Problem details: Retype the records in full, keeping each character as it is.

Records to use:
^^^^^^^^

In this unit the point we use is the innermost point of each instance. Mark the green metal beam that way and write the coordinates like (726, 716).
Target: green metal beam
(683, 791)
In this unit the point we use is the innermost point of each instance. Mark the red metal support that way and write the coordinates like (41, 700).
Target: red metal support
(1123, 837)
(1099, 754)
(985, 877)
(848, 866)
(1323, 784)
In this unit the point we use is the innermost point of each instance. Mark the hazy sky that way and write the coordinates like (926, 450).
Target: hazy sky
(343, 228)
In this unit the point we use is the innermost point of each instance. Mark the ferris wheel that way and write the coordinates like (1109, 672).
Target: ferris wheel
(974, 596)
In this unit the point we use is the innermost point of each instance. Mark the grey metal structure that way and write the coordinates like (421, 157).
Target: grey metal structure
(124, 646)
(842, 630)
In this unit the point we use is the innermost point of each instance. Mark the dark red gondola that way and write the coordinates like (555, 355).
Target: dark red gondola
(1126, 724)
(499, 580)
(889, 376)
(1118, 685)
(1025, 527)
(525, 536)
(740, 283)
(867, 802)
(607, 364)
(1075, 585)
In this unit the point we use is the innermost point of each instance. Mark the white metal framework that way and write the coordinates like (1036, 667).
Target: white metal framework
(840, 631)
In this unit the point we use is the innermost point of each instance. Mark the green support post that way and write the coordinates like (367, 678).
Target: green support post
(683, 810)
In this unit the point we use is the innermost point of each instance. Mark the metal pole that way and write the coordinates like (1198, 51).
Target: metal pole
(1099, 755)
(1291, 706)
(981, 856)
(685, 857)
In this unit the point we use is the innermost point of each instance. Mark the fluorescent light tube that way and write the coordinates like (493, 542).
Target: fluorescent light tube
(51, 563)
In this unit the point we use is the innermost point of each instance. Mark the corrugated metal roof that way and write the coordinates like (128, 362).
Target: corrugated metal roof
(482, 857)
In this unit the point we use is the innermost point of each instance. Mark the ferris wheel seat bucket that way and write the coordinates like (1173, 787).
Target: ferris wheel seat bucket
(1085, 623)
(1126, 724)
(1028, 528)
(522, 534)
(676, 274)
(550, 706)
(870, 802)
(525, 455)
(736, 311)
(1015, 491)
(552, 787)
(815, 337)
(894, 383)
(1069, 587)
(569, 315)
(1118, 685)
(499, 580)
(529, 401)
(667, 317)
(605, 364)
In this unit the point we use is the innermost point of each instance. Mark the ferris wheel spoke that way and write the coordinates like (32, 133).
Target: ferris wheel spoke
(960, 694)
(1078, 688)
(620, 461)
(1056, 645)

^^^^^^^^

Result:
In this unit the point we use is the innermost point of each instance. Mark the green metal beam that way and write the coordinates like (726, 716).
Target: green metal beam
(683, 791)
In this unit the point we use is the innermost point of each instance. Mark the red metal support that way and write the coordinates like (41, 700).
Target: red metal support
(1123, 837)
(1099, 754)
(985, 877)
(848, 866)
(1323, 784)
In this unit the point we use is the innermost point of each instance. Mark the hazy sky that way and write the coordinates like (926, 450).
Target: hazy sky
(343, 228)
In this unit the point we use is the innermost point of each instance. Mark the ferris wheel that way and write the coordinates like (1109, 672).
Target: ferris wheel
(974, 596)
In this unit the point we use is the innermost point of each instance. Mark the grey metal structure that way and write the coordinates like (421, 157).
Target: grey metal structure
(124, 646)
(842, 630)
In this unit the point we use is the innermost point of each instance. Mark the dark red gondola that way and write the coordinates like (555, 355).
Target: dark red gondola
(1126, 724)
(499, 580)
(889, 376)
(1118, 685)
(1025, 527)
(525, 536)
(740, 283)
(867, 802)
(607, 364)
(1075, 585)
In this unit the point we use is the innermost point of each instance. Mark the white metal framework that way and write the coordinates like (1036, 667).
Target: white metal framework
(840, 631)
In this unit the point we use is the innermost point of each instance. Mark the green support post that way and write the coordinates like (367, 678).
Target: green support post
(683, 810)
In this unit the point we use is the innermost point of each instance. Mark the metal pole that way and write the coordinates like (1198, 51).
Target: metal pole
(1099, 755)
(1291, 706)
(981, 856)
(685, 857)
In this unit the point we use is the innermost point of each instance. Mark the fluorescent light tube that way and write the coordinates like (493, 542).
Target: fluorescent light tube
(51, 563)
In this unit the point we use is the innermost point of each instance. Mark the corrugated metal roof that way and write the coordinates like (128, 362).
Target: corrugated metal roof
(482, 857)
In this unit the point we use is the innermost point of each instance. Mark the ferris wheel seat bucket that way and write the coordinates like (1173, 787).
Target: ferris wheel seat bucket
(1085, 623)
(1126, 724)
(1028, 528)
(522, 534)
(676, 274)
(550, 706)
(870, 802)
(525, 455)
(736, 311)
(1015, 491)
(552, 787)
(815, 337)
(894, 383)
(1069, 587)
(569, 315)
(1118, 685)
(499, 580)
(529, 401)
(667, 317)
(605, 364)
In this unit the point we use is the innermost point of each instance. Mark the ferris wheel spoke that way and write the coordinates like (32, 133).
Target: ferris wheel spoke
(960, 694)
(1078, 688)
(620, 461)
(1056, 645)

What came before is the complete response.